**Série d'exercices**
A. D'après le texte sur les tumulus, à quel moment les charbons du foyer recouvert par un monument de la nécropole de Condé-sur-Iff ont-ils été brûlés ?
B. Donnez, s'il vous plaît, la suite du texte sur les tumulus à partir de sa dernière phrase.

31Ces grands tumulus allongés représentent systématiquement la fin d’un cycle dont les modalités sont donc propres à chaque lieu différemment. Il est encore bien difficile de préciser si cette phase finale correspond à une seule mode, où tous auraient été construits à peu près en même temps. Cependant, il est certain que cette mode n’intervient pas avant l’extrême fin du Ve millénaire av. n.e., à Prissé-la-Charrière comme au Souc’h et probablement aussi à Barnenez, ou même pour le tumulus Saint-Michel (Joussaume & Laporte 2006, Laporte 2010b). En revanche, les datations effectuées sur quelques ossements provenant d’un petit monument à chambre circulaire en pierre sèche desservie par un couloir d’accès, le tumulus C de La Boixe, attestent que les personnes correspondantes sont décédées bien avant, soit au cours du troisième quart du Ve millénaire (Gomez de Soto 1997). La construction de l’un des monuments de la nécropole de Condé-sur-Iff en Normandie, similaire par son architecture, a pu être datée plus précisément. Il recouvre un foyer dont les charbons de bois ont été brulés un peu avant 4450 av. n.e. (cf. Dron 2010) Parmi les personnes dont le corps a été déposé dans la chambre, l’une d’entre elles est décédée un peu après cette même date de 4450. Tous les autres défunts de cette même chambre sont morts dans le millénaire qui a suivi (Dron op. cit.). Ces éléments de chronologie vont nous être utiles pour tenter de replacer les résultats des analyses précédentes dans le cadre d’une approche dynamique du territoire.

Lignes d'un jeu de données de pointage
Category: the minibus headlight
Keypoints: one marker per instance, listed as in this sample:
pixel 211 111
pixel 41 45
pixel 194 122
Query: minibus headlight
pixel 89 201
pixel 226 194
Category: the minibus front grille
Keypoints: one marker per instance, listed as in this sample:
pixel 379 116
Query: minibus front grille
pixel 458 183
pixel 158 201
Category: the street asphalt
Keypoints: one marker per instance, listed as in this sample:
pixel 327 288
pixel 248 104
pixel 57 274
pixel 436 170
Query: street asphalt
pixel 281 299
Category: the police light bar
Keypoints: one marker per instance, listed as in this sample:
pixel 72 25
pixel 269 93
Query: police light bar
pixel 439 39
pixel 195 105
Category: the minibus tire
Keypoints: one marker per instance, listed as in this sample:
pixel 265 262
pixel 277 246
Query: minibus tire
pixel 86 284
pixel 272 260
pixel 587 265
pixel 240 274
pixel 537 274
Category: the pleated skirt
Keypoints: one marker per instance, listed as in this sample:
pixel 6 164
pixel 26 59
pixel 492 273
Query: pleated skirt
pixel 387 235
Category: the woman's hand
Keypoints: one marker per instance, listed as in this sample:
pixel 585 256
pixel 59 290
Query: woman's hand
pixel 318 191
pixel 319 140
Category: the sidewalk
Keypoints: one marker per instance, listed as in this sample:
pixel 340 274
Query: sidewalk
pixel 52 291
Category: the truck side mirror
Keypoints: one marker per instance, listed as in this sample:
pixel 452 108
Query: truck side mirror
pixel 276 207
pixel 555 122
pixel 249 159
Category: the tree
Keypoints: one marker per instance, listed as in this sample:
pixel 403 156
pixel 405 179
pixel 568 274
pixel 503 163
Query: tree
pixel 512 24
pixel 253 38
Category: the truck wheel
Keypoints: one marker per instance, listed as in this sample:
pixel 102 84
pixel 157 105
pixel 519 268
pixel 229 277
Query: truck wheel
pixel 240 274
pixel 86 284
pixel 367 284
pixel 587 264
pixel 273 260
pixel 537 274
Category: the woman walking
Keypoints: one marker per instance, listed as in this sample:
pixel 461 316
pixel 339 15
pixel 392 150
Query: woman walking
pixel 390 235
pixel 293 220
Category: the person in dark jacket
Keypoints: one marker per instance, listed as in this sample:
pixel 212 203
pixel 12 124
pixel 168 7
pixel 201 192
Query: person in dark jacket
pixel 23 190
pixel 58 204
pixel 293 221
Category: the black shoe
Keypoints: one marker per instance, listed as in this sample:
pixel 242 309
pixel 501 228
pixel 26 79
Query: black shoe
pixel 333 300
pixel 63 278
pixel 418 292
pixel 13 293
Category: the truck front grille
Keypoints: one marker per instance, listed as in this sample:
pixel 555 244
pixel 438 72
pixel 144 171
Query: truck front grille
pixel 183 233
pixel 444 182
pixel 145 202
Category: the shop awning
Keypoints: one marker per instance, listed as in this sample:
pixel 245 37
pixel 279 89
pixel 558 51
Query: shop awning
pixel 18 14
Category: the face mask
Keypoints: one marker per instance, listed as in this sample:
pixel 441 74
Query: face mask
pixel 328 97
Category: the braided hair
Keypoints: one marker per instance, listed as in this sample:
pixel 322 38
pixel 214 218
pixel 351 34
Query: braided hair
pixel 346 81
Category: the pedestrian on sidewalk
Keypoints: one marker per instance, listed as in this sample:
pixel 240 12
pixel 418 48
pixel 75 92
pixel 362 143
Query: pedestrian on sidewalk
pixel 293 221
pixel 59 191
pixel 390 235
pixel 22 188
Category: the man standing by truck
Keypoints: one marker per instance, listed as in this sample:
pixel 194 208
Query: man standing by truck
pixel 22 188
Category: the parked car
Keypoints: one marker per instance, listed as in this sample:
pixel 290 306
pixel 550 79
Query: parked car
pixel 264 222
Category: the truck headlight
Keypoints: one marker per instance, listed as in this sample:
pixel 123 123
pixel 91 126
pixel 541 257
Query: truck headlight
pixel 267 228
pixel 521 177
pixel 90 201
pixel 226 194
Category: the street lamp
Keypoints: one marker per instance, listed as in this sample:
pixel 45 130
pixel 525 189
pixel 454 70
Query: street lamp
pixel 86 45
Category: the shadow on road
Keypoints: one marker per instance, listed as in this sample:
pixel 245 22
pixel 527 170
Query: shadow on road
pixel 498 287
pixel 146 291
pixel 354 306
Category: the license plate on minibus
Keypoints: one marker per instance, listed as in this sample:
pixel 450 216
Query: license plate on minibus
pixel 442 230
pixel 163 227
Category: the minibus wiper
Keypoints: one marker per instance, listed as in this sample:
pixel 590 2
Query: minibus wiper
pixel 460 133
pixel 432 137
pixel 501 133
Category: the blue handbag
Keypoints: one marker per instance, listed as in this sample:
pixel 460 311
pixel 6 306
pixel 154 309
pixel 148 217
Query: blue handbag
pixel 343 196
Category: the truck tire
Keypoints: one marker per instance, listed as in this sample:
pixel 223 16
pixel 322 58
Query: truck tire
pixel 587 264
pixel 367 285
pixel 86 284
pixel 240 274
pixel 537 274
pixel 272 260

---

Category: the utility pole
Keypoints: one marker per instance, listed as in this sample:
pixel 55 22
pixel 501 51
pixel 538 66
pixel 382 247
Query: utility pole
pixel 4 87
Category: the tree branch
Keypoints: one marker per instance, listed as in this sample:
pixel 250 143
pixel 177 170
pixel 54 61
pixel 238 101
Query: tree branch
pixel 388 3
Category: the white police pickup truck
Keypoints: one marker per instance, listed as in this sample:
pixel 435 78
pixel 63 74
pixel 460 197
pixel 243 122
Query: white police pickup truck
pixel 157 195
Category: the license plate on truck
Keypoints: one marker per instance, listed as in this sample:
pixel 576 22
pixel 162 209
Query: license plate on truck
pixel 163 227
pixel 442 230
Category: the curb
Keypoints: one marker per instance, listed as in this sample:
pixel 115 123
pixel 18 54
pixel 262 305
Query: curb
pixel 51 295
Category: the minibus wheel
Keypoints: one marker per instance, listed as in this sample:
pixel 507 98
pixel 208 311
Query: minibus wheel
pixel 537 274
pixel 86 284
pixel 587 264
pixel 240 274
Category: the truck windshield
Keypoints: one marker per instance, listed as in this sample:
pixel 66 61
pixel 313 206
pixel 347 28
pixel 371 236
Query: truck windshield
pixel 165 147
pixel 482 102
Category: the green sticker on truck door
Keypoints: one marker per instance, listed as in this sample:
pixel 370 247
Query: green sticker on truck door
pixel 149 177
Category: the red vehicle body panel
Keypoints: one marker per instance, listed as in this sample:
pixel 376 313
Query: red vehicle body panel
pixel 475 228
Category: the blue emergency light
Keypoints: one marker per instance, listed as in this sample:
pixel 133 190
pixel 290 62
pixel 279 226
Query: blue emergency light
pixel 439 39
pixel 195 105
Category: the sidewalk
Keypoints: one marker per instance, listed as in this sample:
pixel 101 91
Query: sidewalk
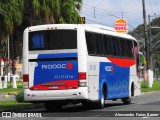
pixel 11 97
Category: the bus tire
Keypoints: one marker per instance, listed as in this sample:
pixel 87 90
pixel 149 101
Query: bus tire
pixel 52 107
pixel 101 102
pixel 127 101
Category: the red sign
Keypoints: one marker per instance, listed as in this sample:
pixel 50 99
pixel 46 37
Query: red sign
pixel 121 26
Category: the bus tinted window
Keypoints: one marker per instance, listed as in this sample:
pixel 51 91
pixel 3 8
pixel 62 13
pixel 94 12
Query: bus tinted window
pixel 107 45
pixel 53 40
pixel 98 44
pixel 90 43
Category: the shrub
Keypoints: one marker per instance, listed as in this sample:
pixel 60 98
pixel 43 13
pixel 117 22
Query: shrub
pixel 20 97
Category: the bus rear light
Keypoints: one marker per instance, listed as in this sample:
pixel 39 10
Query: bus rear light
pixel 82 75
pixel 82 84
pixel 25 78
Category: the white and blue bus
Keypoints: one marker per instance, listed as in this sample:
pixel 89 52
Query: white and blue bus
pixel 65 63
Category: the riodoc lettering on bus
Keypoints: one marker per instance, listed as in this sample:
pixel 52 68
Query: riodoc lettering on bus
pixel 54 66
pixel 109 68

**Corrigé des exercices**
A. Un peu avant 4450 av. n.e.

B.
32La question de l’antériorité de tertres bas comme ceux du Morbihan littoral par rapport aux dolmens à couloir (Boujot & Cassen 1992) n’est pas ici directement d’actualité, dans la mesure où aucun des premiers n’a été formellement identifié dans notre secteur d’étude. Rappelons toutefois que nous soutenons qu’ils ont pu être édifiés de façon contemporaine, à l’échelle de l’ouest de la France du moins (Laporte et al. 2002). La question de l’association entre ces tertres bas et l’édification de longues files de menhirs, comprenant dans le Morbihan quelques très grandes stèles en orthogneiss, n’est pas d’actualité non plus car il n’est pas plus de menhir dans ce secteur du Ruffécois. Rappelons pourtant que nous soutenons tout aussi fermement que le fait de retrouver les fragments de certaines de ces grandes stèles en remploi n’est pas plus un gage qu’elles furent toutes édifiées en même temps, que cela ne l’est pour le remploi de nombreuses meules et polissoirs dans les monuments mégalithiques de la vallée de la Loire, par exemple (Laporte 2010b). Ces discussions ont tout de même leur importance car, par la même occasion, tertres bas et alignements de pierres dressées ont été chronologiquement associés aux grands tumulus carnacéens, alors considérés comme strictement antérieurs à tout ce qui contient un dolmen à couloir.
33Nous commencerons donc l’histoire de ce paysage mégalithique par la construction de quelques petits monuments circulaires à chambre circulaire en pierres sèches et couloir d’accès, quelques par autour du milieu du Ve millénaire av. n.e. (Joussaume & Laporte 2006). D’autres formes architecturales ont pu exister alors, qui ne sont pas accessibles au travers de la documentation disponibles. La répartition de ces tous premiers monuments mégalithiques dans le paysage a pu répondre à différents critères parmi lesquels figure bien évidemment l’emprise territoriale des différentes communautés vivant dans le secteur. Ce furent autant de points d’agrégations autour desquels semblent parfois s’être développé de vastes nécropoles, comme à la Boixe. Chaque nécropole est d’abord composée de la juxtaposition d’autant de monuments distincts. D’autres amorces n’ont sans doute pas connu un tel succès si bien qu’elles sont aujourd’hui difficiles à déceler.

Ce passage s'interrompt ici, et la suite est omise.